=== Exercise aim ===
Extract the complete data exactly as given.

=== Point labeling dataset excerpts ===
──────────
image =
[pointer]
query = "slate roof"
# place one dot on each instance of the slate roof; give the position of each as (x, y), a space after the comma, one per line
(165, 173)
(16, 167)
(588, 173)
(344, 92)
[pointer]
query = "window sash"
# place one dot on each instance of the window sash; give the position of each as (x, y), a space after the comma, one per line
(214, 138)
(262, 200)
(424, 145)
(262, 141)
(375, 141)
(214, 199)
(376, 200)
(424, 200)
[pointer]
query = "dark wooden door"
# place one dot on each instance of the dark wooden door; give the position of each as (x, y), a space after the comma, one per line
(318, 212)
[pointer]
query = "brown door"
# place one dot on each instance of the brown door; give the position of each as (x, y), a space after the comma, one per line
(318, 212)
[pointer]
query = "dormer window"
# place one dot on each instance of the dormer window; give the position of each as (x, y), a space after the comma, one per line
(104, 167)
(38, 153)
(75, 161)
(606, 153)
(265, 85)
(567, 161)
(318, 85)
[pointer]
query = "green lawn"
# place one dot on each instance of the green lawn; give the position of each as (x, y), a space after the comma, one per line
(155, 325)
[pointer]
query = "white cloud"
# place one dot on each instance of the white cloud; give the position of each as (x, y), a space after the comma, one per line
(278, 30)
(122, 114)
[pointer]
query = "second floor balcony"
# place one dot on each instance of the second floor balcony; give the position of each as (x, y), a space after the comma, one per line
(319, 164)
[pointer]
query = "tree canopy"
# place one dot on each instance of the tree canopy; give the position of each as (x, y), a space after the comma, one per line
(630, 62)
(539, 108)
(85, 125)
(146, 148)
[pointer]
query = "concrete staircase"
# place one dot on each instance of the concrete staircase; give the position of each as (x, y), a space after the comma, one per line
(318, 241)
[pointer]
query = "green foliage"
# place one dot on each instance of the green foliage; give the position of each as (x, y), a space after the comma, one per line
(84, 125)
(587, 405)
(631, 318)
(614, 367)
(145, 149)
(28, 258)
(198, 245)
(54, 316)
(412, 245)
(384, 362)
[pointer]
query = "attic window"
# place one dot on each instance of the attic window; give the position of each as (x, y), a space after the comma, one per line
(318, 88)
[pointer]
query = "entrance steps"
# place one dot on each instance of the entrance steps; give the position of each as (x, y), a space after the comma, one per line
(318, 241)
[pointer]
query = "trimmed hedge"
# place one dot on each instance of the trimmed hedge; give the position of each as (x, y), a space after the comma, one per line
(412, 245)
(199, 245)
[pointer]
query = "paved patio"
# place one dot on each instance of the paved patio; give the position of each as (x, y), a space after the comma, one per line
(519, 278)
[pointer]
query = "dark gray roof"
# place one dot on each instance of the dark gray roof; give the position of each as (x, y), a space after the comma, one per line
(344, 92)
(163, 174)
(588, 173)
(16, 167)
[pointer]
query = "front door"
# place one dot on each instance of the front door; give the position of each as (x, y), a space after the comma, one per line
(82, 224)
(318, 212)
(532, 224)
──────────
=== Solution for this problem ===
image =
[pointer]
query = "slate roof"
# place one dot on each instance of the slate roof; give the position of each as (x, y), a space after the comma, one per line
(165, 173)
(16, 167)
(588, 173)
(344, 92)
[pointer]
query = "window sash"
# place one dot on each instance of the window sash; give the position of each as (x, y), a space after the comma, one per line
(214, 138)
(262, 200)
(424, 145)
(262, 141)
(375, 141)
(214, 199)
(376, 200)
(424, 200)
[pointer]
query = "dark wooden door"
# place one dot on each instance of the dark wooden door; give the position of each as (x, y), a space after the comma, one per line
(318, 212)
[pointer]
query = "brown door"
# place one dot on each instance of the brown door; give the position of each as (x, y), a space after the comma, one per line
(318, 212)
[pointer]
query = "dormer window"
# place one dot on each instance of the dormer window; give the position of each as (x, y), a space after the comma, one per line
(104, 167)
(38, 153)
(75, 161)
(606, 153)
(265, 85)
(567, 161)
(318, 85)
[pointer]
query = "green lawn"
# place one dot on each instance of the green lawn; give the position of each as (x, y), a space after the comma, one per line
(155, 325)
[pointer]
query = "white cloud"
# place one dot on each instance of the white cloud; give the position of each as (x, y), a space after the comma, one per line
(278, 30)
(122, 114)
[pointer]
query = "second floor balcony"
# place one dot on each instance of the second floor balcony; give the position of each as (x, y), a space after the comma, one per line
(319, 164)
[pointer]
query = "tree canopy"
# place one dot on each instance of the tree canopy; give the position of each as (x, y), a space after the comma, one per line
(630, 62)
(539, 108)
(85, 125)
(146, 148)
[pointer]
query = "concrete staircase"
# place one dot on each instance of the concrete staircase; give the position of each as (x, y), a space after the comma, one per line
(318, 241)
[pointer]
query = "green foliage"
# place one dot on each instance of the green foliage; give the position of each as (x, y), a space after the comma, one per line
(84, 125)
(587, 405)
(631, 318)
(614, 367)
(145, 149)
(28, 258)
(198, 245)
(54, 316)
(412, 245)
(384, 362)
[pointer]
query = "attic window"
# place one dot on each instance of the attic window; give the position of each as (x, y), a space after the comma, one per line
(318, 88)
[pointer]
query = "entrance steps"
# place one dot on each instance of the entrance steps; give the position of each as (x, y), a space after the comma, one per line
(318, 241)
[pointer]
query = "trimmed hedge"
# place one dot on each instance of the trimmed hedge; give the position of each as (x, y), a space after the comma, one per line
(412, 245)
(199, 245)
[pointer]
query = "paved patio"
# place one dot on each instance of the paved patio; give the position of each as (x, y), a space after the comma, one per line
(519, 278)
[pointer]
query = "dark gray roof"
# place one dot on each instance of the dark gray roof; give the position of each as (x, y), a space after the comma, one per line
(344, 92)
(163, 174)
(588, 173)
(16, 167)
[pointer]
query = "front door"
# place one dot on each instance of the front door; give the position of each as (x, y), a space after the comma, one per line
(82, 224)
(318, 212)
(532, 224)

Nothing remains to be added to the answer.